> Excerpts from segmentation records:
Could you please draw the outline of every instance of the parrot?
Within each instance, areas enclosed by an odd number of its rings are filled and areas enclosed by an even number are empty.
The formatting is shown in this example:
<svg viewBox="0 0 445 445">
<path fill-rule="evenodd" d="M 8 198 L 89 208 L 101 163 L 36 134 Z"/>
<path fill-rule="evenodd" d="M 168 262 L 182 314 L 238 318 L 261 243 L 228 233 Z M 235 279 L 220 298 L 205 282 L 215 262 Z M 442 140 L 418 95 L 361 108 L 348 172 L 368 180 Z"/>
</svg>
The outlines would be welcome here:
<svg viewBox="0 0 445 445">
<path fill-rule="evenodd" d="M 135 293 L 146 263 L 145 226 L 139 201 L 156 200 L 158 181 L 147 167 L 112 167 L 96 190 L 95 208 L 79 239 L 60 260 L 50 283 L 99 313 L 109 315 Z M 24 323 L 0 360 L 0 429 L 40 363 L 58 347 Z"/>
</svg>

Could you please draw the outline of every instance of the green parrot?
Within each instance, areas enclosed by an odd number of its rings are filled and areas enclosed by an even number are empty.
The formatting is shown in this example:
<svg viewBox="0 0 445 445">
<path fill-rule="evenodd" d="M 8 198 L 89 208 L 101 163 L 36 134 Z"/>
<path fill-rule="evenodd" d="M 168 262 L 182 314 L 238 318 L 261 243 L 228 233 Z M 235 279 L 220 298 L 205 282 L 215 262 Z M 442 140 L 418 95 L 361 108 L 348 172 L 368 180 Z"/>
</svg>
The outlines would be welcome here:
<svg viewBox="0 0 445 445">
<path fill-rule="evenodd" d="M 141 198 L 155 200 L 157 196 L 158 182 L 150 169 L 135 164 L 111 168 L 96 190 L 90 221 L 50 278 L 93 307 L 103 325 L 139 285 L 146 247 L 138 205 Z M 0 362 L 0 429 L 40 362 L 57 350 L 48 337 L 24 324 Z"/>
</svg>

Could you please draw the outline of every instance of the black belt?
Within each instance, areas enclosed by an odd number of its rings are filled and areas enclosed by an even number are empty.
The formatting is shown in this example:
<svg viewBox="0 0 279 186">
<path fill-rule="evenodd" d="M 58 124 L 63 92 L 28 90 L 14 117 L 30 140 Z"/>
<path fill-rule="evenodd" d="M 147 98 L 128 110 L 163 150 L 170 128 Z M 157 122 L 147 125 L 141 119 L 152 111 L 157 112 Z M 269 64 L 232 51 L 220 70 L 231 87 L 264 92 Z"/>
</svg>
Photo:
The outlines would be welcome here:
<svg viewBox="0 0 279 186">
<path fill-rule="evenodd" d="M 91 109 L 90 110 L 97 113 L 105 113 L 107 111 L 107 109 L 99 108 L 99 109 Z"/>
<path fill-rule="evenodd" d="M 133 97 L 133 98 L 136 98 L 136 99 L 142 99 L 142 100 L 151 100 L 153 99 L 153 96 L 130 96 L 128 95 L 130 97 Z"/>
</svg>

> Exercise: Copy the material, requests included, starting with the line that contains "the green parrot?" and going on through the end of the material. Multiply every number in the answers (the coordinates and view box sizes) by 0.25 and round to whole numbers with halves going up, leaving the numbers in the requests and their format samples unchanged.

> Output:
Could you please draw the outline of every instance of the green parrot?
Within each instance, areas enclosed by an odd number of its rings are filled and areas enclosed by an even number are empty.
The formatting is shown in this example:
<svg viewBox="0 0 445 445">
<path fill-rule="evenodd" d="M 8 198 L 89 208 L 101 163 L 36 134 Z"/>
<path fill-rule="evenodd" d="M 168 262 L 182 314 L 238 318 L 261 243 L 228 233 Z M 235 279 L 220 298 L 205 282 L 215 262 Z M 442 140 L 418 95 L 361 108 L 348 172 L 368 180 Z"/>
</svg>
The outlines would be welcome here:
<svg viewBox="0 0 111 111">
<path fill-rule="evenodd" d="M 35 50 L 39 50 L 39 49 L 40 46 L 38 42 L 34 41 L 28 42 L 24 48 L 23 55 L 13 70 L 23 77 L 26 81 L 35 71 L 37 62 L 35 51 Z M 0 91 L 0 107 L 10 91 L 14 88 L 12 84 L 6 81 Z"/>
</svg>

Could you please draw the outline of every instance of the black belt?
Within each instance, areas enclosed by an odd number of its rings are filled and areas enclosed by an even number are empty.
The formatting is shown in this example:
<svg viewBox="0 0 279 186">
<path fill-rule="evenodd" d="M 58 124 L 63 92 L 28 90 L 14 117 L 30 140 Z"/>
<path fill-rule="evenodd" d="M 147 98 L 128 110 L 163 150 L 170 128 Z M 157 122 L 147 125 L 141 119 L 152 111 L 157 112 Z M 269 64 L 232 51 L 220 70 L 231 87 L 264 92 Z"/>
</svg>
Photo:
The outlines would be welcome here:
<svg viewBox="0 0 70 47">
<path fill-rule="evenodd" d="M 23 27 L 23 28 L 24 28 L 26 28 L 27 28 L 27 27 L 25 27 L 25 27 Z"/>
<path fill-rule="evenodd" d="M 33 24 L 33 25 L 34 25 L 34 25 L 36 25 L 36 25 L 38 25 L 38 25 L 38 24 L 33 24 L 32 24 L 33 24 Z"/>
</svg>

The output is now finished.